#### [Text shown]
My mother Pansy

by Chris Franklin
(Weston, Florida)

My mother was not diagnosed with pancreatic cancer, but with stage IV ovarian cancer. However the journey is the same - the highs and the lows; the ups and the downs; the good news, followed by bad news, then by good news, then by bad news and then more bad news.

I completely connected with you through my own experience and thank you for putting it all out there - warts and all. It is a journey that can be very unpleasant at times; and you have to monitor and re-think many decisions. But in the end, you do the best you can to give the love and comfort to the patient.

My experience with helping my Mom deal with cancer has been the worst thing that has ever happened in my life. It was difficult to watch the suffering, the pain, the loss of hope, the despair - the entire dying process.

#### [To do]
Say whether each statement agrees with the text about Pansy, giving yes or no and quoting the exact deciding words from the text: 1. The mother was diagnosed with pancreatic cancer. 2. The writer says the journey can be very unpleasant at times. 3. The writer describes helping the mother deal with cancer as the worst thing that has ever happened in the writer's life. The records play no role here.

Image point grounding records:

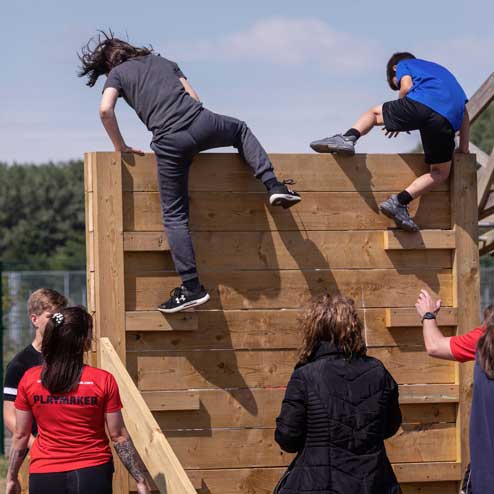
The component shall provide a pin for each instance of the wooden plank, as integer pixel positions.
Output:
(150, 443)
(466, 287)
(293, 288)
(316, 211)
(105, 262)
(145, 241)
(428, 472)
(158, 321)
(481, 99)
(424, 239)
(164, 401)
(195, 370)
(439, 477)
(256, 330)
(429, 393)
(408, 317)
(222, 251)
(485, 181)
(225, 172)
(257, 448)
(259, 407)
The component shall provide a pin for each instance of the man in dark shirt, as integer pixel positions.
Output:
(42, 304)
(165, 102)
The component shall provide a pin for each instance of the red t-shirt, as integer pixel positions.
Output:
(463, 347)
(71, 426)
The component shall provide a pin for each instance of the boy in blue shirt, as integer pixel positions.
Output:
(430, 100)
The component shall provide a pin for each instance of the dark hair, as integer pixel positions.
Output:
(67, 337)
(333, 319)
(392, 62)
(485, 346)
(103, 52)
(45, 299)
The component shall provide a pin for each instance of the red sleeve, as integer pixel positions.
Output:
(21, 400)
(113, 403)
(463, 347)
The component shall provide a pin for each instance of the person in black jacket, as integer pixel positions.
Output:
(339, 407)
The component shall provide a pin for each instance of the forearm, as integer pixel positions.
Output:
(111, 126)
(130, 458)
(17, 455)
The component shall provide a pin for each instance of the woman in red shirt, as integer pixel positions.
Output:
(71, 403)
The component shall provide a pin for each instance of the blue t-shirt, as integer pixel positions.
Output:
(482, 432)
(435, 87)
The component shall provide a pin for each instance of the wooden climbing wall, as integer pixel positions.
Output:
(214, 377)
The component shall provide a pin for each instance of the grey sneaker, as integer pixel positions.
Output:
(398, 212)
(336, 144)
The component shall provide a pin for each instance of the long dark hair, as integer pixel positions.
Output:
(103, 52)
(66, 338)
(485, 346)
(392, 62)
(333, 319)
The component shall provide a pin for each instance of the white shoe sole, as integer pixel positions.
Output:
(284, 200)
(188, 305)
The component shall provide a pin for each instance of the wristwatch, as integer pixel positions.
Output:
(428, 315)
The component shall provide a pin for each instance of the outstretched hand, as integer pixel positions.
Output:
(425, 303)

#### [Solution to this problem]
1. No: "My mother was not diagnosed with pancreatic cancer, but with stage IV ovarian cancer."
2. Yes: "It is a journey that can be very unpleasant at times"
3. Yes: "My experience with helping my Mom deal with cancer has been the worst thing that has ever happened in my life."